• DATA SHOWN
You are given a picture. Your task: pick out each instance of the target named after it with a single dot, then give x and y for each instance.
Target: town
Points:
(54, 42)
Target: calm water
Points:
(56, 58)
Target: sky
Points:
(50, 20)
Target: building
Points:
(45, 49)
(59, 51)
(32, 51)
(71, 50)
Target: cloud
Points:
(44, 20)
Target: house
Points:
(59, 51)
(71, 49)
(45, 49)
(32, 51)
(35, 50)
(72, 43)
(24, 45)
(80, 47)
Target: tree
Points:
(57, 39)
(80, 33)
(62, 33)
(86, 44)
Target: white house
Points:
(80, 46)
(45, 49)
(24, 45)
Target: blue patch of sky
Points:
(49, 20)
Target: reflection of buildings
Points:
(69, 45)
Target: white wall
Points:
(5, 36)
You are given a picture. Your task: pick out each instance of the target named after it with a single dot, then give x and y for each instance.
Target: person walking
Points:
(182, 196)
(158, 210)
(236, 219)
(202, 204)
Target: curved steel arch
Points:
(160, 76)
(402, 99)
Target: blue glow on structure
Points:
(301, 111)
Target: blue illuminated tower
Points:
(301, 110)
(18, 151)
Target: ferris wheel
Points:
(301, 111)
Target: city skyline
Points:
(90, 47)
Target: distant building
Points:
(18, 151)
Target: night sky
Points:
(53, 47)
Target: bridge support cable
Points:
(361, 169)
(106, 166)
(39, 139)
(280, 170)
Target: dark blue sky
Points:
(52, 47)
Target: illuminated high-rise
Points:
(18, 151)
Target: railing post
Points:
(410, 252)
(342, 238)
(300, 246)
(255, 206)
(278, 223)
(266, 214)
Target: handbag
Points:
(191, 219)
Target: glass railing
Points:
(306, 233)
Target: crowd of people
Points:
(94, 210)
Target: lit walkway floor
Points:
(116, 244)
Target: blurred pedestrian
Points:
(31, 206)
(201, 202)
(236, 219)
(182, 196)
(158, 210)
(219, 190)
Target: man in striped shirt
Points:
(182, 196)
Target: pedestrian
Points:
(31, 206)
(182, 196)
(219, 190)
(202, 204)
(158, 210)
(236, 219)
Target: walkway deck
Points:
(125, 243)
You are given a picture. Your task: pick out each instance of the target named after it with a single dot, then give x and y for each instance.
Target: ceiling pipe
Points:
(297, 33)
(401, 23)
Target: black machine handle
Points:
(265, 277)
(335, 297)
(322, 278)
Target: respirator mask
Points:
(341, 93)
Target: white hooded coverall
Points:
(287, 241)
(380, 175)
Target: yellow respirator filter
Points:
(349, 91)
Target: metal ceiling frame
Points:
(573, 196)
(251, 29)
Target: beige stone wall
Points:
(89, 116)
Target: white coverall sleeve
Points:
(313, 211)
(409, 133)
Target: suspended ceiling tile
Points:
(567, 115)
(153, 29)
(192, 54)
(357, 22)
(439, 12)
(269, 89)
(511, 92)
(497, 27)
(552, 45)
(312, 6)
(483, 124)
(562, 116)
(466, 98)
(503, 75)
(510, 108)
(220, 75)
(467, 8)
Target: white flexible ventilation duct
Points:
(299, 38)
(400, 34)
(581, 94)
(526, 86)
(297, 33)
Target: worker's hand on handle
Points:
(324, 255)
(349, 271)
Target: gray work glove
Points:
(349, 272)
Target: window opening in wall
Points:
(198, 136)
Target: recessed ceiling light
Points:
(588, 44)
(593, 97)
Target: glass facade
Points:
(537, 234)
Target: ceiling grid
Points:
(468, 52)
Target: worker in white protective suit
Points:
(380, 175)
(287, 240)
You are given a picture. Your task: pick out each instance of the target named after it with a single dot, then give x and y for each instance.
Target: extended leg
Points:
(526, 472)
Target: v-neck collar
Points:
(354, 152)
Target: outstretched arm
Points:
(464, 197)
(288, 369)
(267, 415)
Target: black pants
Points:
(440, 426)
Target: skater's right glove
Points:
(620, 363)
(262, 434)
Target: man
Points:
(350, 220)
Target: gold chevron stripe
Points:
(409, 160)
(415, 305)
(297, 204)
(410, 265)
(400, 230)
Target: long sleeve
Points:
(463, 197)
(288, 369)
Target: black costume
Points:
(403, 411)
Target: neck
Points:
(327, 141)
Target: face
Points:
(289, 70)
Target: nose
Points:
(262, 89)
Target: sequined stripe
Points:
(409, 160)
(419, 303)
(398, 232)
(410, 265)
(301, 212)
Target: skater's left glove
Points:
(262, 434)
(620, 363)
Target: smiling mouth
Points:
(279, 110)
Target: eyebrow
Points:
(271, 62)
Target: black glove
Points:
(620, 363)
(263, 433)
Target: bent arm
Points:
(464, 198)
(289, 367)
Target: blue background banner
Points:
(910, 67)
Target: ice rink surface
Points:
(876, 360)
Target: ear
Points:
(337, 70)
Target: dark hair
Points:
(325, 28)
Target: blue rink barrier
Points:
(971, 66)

• ACTION ITEM
The word "walkway" occurs on certain lines of the material; count those lines and respond with the number only.

• RESPONSE BOX
2